
  2. Hi Wendy, have you considered that the problem with the church might be that the wine is still new, but the flask is old. The Spirit has escaped from the container.
    I read the article you linked too, and was appalled by Lillian Daniels attack on Marcus Mumford. Without asking what baggage he was talking about, when he said that he was uncomfortable calling himself a Christian, she instantly jumped to the conclusion that he was rejecting the community. It is as likely that he was jumping before he was pushed.
    If he has received in his childhood, a message about Christianity, which I thankfully, being brought up an Anglican, didn’t actually receive until my teenage years, I would be uncomfortable identifying as Christian. My failure to believe that the kangaroos hopped off the ark, and bounced all the way back to Australia, mean that many people would regard me as a none Christian. The fact that I do not believe that any being that would torture people for eternity, could be described as good. The theology of blood substitution, which is very much part of Christian baggage disgusts me. The people who believe it don’t.
    When Marcus Mumford drew attention to the fact that Muslims also believe in Jesus, I understood him to be saying that he didn’t believe that God was going to burn them for all eternity. This I understood as an act of community, a man reaching out to people experiencing the reality of Islamophobia.
    Lillian Daniel’s paranoid response, that he was claiming that Muslim’s were better than Christian’s suggests to me that she has been infected with one of the small letter s, spirits of the age -paranoid Islamophobia.

    1. Linda, if you haven’t noodled around my blog in general, please do–I’ve got a lot to say about the many problems of the church, and a big one is the old-fashioned notion of “congregation” being the most important way of engaging with God. And do check the links to Lay Anglicana, where I give a more in-depth response to Daniel’s very impoverished book.

      1. Hi Wendy, sorry I have taken so long to reply. I don’t belong in the spiritual but not religious category. I want to belong in a Church, grounded in the love of God. The Love that accepts us as we are, and allows us to love in return, those who are in our communion and those who are not. A place where people are reborn in the Spirit of Love. When that is lost the church has nothing.
        Lillian Daniels is a symptom of something much wider in the church.
        Having lost the Spirit individual churches are seeking cohesion through factionalism. The spirit that gains cohesion through attacking the other. The spirit of paranoia, the one that says we must hang together, because we are being persecuted is dangerous. Anger and fear can drive out love.
        We have lost our way, and instead of admitting it have decided that the right thing to do is to march straight ahead, condemning those who won’t join us. And isolating those within who call us to question.
        And we end up passing on to those who follow a sort of chain letter Christianity, whose aim is not to save this world from the spirits that enslave, the will to power, fear, anger and hate, and to bring about God’s Kingdom of love. But to save its members from the wrath of a god, who loves us so much that he will urn us in hell if we haven’t said the right magic words. Or in the case of ‘progressive’ churches like Lillian Daniels’, to form cosy little social clubs where we can come to a consensus, about what it all means, and condemn those who have no interest in joining us.
        I don’t think it is too late for Anglicanism, but it doesn’t bode well for us, that we have allowed the anniversary of the start of the 1st World War to pass, without drawing attention to the theology of G.A. Studdert Kennedy (Woodbine Willy), a padre who didn’t disgrace his Church or his God by not being out on the battlefields of Flanders, instead giving help and support where he was needed. And who became a successful evangelist after the war preaching the gospel of the God who, knowing who we are, loves us.
------------------------------------------------
**Tasks**
a) Translate this sentence from the comment thread into Spanish: "Anger and fear can drive out love."
b) Copy the comment thread between "1. Linda, if" and "very impoverished book.", inclusive, and switch "blog" to "website".
These lines come from a separate source and are not part of the comment thread.

(Stored data entries)
------------------------------------------------
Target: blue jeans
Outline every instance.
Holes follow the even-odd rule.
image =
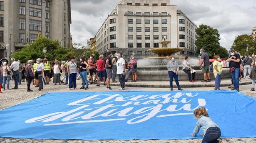
[[[220,137],[221,132],[218,127],[210,127],[206,131],[202,143],[219,143],[217,139]]]
[[[69,88],[76,88],[76,73],[72,73],[69,75]]]
[[[177,85],[177,86],[178,87],[179,87],[180,84],[179,83],[179,81],[178,80],[178,75],[176,74],[176,73],[170,71],[168,72],[168,74],[169,74],[169,77],[170,78],[170,87],[172,87],[172,81],[173,80],[174,77],[176,85]]]
[[[2,84],[3,88],[4,89],[5,89],[5,82],[6,82],[6,84],[7,85],[7,89],[9,89],[9,86],[10,85],[10,76],[4,76],[3,77],[3,82]]]
[[[13,80],[14,80],[14,87],[18,88],[18,74],[19,72],[17,71],[13,71]]]
[[[68,75],[67,73],[65,73],[65,75],[66,76],[66,82],[65,82],[65,83],[67,84],[68,82]]]
[[[88,80],[87,80],[87,72],[80,72],[80,76],[83,80],[83,87],[84,87],[86,82],[86,87],[88,87]]]
[[[221,74],[219,74],[219,73],[217,74],[217,76],[215,79],[215,88],[219,88],[220,86],[220,80],[221,79]]]
[[[231,72],[232,80],[234,83],[234,88],[235,89],[239,89],[239,74],[240,74],[240,68],[235,68],[235,71]]]

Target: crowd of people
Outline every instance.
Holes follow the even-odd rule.
[[[80,89],[89,89],[89,84],[96,84],[96,87],[99,87],[101,81],[103,82],[104,86],[106,85],[107,89],[112,90],[111,79],[113,82],[117,82],[117,75],[120,84],[118,89],[123,90],[125,89],[126,69],[129,69],[128,72],[131,71],[133,82],[136,82],[137,61],[133,56],[131,56],[130,61],[127,63],[122,56],[121,53],[113,55],[110,52],[105,58],[103,55],[99,55],[97,60],[95,59],[95,55],[92,54],[87,60],[85,56],[81,56],[80,61],[77,62],[74,57],[71,56],[65,61],[61,62],[57,59],[50,61],[47,58],[38,58],[35,61],[28,60],[24,64],[12,58],[10,63],[4,62],[1,65],[0,92],[2,92],[2,88],[3,90],[11,89],[10,80],[14,81],[14,87],[11,89],[18,89],[18,85],[25,82],[25,79],[28,92],[33,92],[31,89],[31,83],[40,91],[43,89],[44,85],[49,84],[52,77],[54,85],[68,84],[70,90],[77,89],[76,80],[78,77],[82,82]],[[87,75],[89,75],[90,83]]]

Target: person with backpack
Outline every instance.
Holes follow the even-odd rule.
[[[31,82],[32,82],[32,80],[34,79],[34,68],[32,66],[32,62],[33,61],[32,60],[29,60],[28,61],[28,65],[25,71],[25,76],[28,79],[28,83],[27,83],[27,91],[28,92],[33,91],[33,90],[30,89],[30,84]]]
[[[2,87],[3,90],[5,90],[5,82],[7,86],[7,90],[10,90],[9,88],[10,86],[10,68],[7,65],[6,62],[3,63],[3,82]]]
[[[213,74],[215,77],[215,87],[214,90],[220,90],[220,80],[221,79],[221,73],[222,71],[222,65],[219,61],[219,56],[215,55],[213,57],[215,59],[213,62]]]

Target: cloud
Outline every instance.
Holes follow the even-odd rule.
[[[94,37],[118,0],[71,0],[73,42],[86,43]],[[255,0],[177,0],[177,5],[198,27],[203,23],[218,30],[221,45],[229,49],[235,36],[250,34],[256,26]]]

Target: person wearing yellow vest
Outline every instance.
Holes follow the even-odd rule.
[[[44,58],[44,77],[45,77],[45,82],[46,82],[46,84],[49,84],[49,82],[50,81],[49,77],[50,77],[50,74],[51,74],[52,71],[52,64],[50,63],[50,61],[48,61],[47,58]]]

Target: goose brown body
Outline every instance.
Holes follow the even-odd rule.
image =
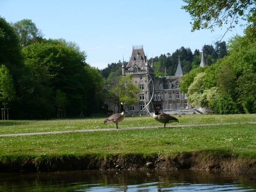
------------------------------------------------
**Answers below**
a) La ira y el miedo pueden expulsar el amor.

b)
1. Linda, if you haven’t noodled around my website in general, please do–I’ve got a lot to say about the many problems of the church, and a big one is the old-fashioned notion of “congregation” being the most important way of engaging with God. And do check the links to Lay Anglicana, where I give a more in-depth response to Daniel’s very impoverished book.